> EXERCISE PROMPT: Where a line of the entries holds the string "window", copy that line.
[INPUT DATA — start]
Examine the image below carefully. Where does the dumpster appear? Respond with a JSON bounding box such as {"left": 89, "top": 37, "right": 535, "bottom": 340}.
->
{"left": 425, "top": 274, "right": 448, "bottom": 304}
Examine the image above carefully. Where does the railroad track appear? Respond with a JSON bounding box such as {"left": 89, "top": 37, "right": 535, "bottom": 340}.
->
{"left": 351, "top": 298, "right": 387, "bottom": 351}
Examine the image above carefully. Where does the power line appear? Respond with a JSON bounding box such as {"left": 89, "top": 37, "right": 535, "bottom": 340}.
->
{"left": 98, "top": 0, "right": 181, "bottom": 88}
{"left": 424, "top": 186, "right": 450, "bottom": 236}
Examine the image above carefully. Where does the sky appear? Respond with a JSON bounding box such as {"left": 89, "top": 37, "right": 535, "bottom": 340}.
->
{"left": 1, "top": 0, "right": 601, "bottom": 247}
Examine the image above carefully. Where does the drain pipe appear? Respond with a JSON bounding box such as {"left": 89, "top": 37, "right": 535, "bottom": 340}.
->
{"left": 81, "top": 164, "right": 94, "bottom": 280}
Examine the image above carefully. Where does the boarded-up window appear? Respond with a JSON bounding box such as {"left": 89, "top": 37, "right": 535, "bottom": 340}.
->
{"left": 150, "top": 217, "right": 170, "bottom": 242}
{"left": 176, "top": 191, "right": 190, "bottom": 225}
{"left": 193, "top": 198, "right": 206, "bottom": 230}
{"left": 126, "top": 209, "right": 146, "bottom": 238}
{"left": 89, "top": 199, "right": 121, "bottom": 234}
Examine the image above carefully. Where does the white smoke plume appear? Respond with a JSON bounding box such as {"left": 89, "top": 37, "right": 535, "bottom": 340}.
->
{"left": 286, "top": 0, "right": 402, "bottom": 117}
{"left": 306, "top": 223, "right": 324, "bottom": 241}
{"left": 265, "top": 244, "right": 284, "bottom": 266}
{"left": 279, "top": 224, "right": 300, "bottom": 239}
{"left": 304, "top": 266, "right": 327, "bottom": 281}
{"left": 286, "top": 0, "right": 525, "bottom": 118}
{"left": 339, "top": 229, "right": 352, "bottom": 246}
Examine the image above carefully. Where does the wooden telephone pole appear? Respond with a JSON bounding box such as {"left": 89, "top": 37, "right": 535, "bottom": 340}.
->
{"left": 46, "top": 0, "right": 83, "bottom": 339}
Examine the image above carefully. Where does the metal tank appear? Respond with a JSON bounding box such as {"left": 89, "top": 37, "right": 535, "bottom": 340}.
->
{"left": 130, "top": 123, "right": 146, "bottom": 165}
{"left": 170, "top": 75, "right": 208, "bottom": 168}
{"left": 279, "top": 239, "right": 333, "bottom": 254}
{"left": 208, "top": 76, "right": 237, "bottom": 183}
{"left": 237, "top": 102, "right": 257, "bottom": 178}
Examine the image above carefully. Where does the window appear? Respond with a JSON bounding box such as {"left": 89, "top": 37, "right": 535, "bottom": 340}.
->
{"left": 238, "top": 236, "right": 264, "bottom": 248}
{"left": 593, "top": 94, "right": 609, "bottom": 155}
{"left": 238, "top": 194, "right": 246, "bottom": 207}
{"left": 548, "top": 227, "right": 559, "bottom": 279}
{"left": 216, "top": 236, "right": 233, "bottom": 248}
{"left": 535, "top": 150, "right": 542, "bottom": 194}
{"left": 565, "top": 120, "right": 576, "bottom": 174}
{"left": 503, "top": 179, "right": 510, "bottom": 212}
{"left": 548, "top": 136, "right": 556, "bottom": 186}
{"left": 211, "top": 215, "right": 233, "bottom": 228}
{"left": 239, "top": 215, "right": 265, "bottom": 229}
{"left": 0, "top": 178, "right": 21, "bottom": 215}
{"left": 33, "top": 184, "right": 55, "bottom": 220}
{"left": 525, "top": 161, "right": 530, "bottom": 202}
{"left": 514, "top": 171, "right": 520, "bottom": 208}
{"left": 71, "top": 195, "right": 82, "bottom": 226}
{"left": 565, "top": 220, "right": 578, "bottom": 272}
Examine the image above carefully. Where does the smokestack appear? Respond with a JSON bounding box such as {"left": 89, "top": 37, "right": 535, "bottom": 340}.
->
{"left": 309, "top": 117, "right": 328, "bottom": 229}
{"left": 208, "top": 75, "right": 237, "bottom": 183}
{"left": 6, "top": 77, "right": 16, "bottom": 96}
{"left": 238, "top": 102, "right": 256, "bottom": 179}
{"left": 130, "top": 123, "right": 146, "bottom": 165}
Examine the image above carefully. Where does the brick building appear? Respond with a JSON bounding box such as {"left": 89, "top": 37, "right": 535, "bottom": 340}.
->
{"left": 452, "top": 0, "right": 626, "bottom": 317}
[INPUT DATA — finish]
> RESULT OF THE EXERCISE:
Examine the image above carefully. Where does the boarded-up window appear? Respond with a JSON bounding box such as {"left": 89, "top": 37, "right": 535, "bottom": 340}.
Examine the image above carefully. Where does the window appear? Respond with a JSON bounding box such as {"left": 89, "top": 37, "right": 535, "bottom": 340}.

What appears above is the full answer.